Exercise instructions:
Quote all of the data below exactly, please.

Task material:
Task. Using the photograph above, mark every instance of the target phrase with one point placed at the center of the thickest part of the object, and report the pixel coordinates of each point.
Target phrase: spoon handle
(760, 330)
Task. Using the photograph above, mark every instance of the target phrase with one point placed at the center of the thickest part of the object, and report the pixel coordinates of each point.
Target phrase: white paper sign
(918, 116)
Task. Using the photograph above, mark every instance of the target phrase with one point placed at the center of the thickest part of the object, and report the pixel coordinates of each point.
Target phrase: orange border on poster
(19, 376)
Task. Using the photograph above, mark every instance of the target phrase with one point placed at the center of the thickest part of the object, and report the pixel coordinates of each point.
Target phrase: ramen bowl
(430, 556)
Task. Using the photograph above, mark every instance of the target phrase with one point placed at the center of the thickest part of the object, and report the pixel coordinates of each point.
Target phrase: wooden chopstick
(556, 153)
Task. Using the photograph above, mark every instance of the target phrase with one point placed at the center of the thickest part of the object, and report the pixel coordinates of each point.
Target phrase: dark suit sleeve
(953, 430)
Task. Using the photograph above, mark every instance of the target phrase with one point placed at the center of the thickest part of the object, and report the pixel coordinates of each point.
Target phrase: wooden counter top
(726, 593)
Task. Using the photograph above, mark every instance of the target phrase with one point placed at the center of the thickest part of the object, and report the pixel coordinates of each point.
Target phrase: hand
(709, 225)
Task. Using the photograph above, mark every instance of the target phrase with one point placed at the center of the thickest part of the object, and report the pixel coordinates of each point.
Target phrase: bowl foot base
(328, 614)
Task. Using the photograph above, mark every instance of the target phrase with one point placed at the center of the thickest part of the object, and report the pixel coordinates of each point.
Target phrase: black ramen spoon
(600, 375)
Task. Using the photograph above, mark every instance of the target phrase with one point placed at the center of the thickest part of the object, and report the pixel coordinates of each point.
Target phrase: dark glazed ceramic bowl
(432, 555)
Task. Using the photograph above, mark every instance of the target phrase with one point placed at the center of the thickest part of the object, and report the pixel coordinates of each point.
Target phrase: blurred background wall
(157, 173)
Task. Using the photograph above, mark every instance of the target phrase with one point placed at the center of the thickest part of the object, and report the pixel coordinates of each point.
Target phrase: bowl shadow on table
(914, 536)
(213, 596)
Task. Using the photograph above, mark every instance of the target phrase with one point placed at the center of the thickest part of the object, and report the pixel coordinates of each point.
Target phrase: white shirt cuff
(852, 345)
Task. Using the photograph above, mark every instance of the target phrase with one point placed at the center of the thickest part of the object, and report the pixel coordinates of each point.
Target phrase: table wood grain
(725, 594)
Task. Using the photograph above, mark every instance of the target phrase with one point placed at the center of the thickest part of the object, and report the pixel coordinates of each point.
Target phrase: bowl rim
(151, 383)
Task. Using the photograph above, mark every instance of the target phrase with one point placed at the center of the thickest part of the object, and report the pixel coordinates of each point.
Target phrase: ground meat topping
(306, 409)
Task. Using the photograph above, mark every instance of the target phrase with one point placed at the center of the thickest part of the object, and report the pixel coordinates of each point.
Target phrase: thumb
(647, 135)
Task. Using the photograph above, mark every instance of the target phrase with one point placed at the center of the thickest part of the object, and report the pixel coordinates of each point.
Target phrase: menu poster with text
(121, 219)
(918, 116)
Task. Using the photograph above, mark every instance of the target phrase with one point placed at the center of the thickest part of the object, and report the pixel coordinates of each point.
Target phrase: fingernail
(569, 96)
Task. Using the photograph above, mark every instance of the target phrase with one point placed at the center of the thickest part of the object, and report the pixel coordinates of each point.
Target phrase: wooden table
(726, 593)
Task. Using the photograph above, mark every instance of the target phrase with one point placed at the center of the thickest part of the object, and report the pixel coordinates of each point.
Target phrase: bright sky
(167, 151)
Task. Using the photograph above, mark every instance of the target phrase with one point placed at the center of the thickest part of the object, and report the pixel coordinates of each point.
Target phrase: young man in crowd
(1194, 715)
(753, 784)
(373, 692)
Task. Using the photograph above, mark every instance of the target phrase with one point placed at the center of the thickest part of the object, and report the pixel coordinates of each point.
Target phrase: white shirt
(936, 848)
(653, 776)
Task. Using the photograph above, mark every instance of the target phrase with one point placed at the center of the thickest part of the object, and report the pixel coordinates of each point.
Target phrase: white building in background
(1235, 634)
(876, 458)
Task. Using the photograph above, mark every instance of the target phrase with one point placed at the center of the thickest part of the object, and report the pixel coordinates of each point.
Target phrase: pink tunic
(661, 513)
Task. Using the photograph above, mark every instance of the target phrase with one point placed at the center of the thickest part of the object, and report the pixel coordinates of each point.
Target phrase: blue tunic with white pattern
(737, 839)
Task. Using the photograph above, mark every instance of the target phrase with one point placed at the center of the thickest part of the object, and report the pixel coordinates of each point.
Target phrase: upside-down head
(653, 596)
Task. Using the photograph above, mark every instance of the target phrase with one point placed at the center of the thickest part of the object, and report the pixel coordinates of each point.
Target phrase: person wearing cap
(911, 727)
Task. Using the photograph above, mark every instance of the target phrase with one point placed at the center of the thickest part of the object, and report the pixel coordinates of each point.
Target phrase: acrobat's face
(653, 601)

Solution to the exercise:
Task. Using the photograph above, mark every instance of the target phrase with one point placed at the center of the thickest part of the object, and report the pixel coordinates of each point.
Target phrase: spoon handle
(760, 330)
Task. Using the photograph above, mark every instance of the target phrase with one point placed at the center of the thickest part of the object, and report the pixel coordinates of each point.
Target phrase: white paper sign
(918, 116)
Task. Using the photograph above, mark every instance of the target phrase with one point placed at the center of the thickest part of the object, and report the pixel coordinates of each point.
Target phrase: orange border on poster
(19, 376)
Task. Using the photograph above, mark every instance of the target phrase with one point placed at the center of the thickest part of the object, and report the pixel coordinates of each point.
Target phrase: ramen bowl
(430, 556)
Task. Using the photograph above, mark every instance of the target phrase with one point placed at the center of the thickest part of the object, and report the pixel coordinates of each point.
Target phrase: wooden chopstick
(556, 153)
Task. Using the photograph above, mark every instance of the target phrase with one point placed at the center of the thickest part of the object, and report the pixel coordinates of each point.
Target phrase: dark suit sleeve
(953, 430)
Task. Using the photograph above, mark every instance of the target phrase with one point placed at the center of the thickest part of the object, and report the pixel coordinates of each point.
Target phrase: wooden counter top
(726, 593)
Task. Using the photograph above, mark every instance of the target phrase with one point placed at the center of the thickest part of the object, and report the pixel coordinates of each point.
Target phrase: hand
(709, 225)
Task. Using the photograph above, mark every instance of the target phrase with one point placed at the center of the thickest part of the object, and report the pixel coordinates of each point.
Target phrase: bowl foot base
(328, 614)
Task. Using the photograph above, mark every instance of the target phrase with one point placed at the center of the thickest part of the object, and report the pixel coordinates of each point.
Target phrase: black ramen spoon
(600, 375)
Task. Using the photograph above, mark every instance of the target phrase with one point placed at the center of the thickest part of the object, and report the pixel coordinates of each point.
Target phrase: dark glazed ceramic bowl
(432, 555)
Task. Using the photograph above, mark every instance of the target phrase with one point placed at the center of the thickest part of the object, and report the pixel coordinates of each point.
Target phrase: blurred background wall
(157, 173)
Task. Using the photograph above, mark every instance of the target phrase with one point placed at the center of the thickest part of the object, and report the pixel coordinates of each point.
Target phrase: bowl shadow on table
(914, 536)
(213, 596)
Task. Using the photograph above, mark every instance of the target phrase with one point placed at the center of the thickest part of the object, and report the pixel coordinates of each point.
Target phrase: white shirt cuff
(852, 345)
Task. Using the photograph above, mark every instance of the target phrase with one point placed at the center of the thickest part of the object, and report the pixel coordinates of each point.
Target phrase: table wood grain
(725, 594)
Task. Using the photograph above, mark every instance of the target phrase with one point placed at the center of the thickest part of the object, and report the pixel coordinates of each point.
Target phrase: bowl rim
(151, 383)
Task. Using the photograph above, mark every instance of the target phrase with one point placed at the center of the thickest part of the object, and report the pixel coordinates of each point.
Target phrase: ground meat topping
(306, 409)
Task. Using the photograph above, mark every instance of the target phrase with one point placed at the center of the thickest part of the object, and report the pixel coordinates of each point.
Target phrase: thumb
(647, 135)
Task. Using the photograph above, mark every instance of the target phrase with one point placed at the center of the thickest part of the object, and report the pixel coordinates of each point.
Target phrase: menu poster with text
(121, 219)
(918, 116)
Task. Using the photograph above, mark every instance of the target phrase with one point placed at the center of the thickest part of the object, and report the pixel coordinates of each point.
Target phrase: fingernail
(569, 96)
Task. Using the photograph above, mark every instance of the target phrase with one point placed at the center of the thickest part of the object, and report the pixel coordinates of each point.
Target phrase: wooden table
(726, 593)
Task. Using the photograph above, mark every instance of the target phrase with one point placed at the center of the thickest part of the object, and report the pixel coordinates of each point.
Target phrase: bright sky
(167, 151)
Task. Using the photograph above, mark every instance of the target phrase with one point placed at the center of the thickest part of the object, and report the pixel coordinates of each point.
Target phrase: young man in crowd
(1194, 715)
(753, 784)
(373, 692)
Task. Using the photograph above, mark every instance of the target phrase with one point placed at the center of the thickest part of the object, and report the pixel coordinates of each point.
Target phrase: white shirt
(936, 848)
(653, 776)
Task. Using the photograph above, mark every instance of the target phrase with one point placed at the center of the thickest part of the object, and report the pixel coordinates of each point.
Target phrase: white building in background
(1235, 634)
(876, 458)
Task. Using the photograph above, mark every instance of the target phrase with one point placed at the center of the thickest part of the object, and report the pixel coordinates of each point.
Target phrase: pink tunic
(661, 513)
Task. Using the photograph above, mark every instance of the target phrase with one point placed at the center of the thickest part of the object, and report the pixel coordinates of each point.
Target phrase: blue tunic with white pattern
(737, 839)
Task. Using the photograph above, mark every instance of the target phrase with one point placed at the center of the thickest part of the object, and report the pixel coordinates of each point.
Target phrase: upside-down head
(653, 596)
Task. Using the photograph above, mark every instance of the target phrase with one point placed at the center of the thickest part of the object, and report the pixel coordinates of each point.
Target phrase: person wearing cap
(911, 727)
Task. Using the photograph above, mark every instance of the target phrase with one point placed at the center of the thickest part of the object, and report the pixel coordinates of each point.
Target phrase: acrobat's face
(653, 601)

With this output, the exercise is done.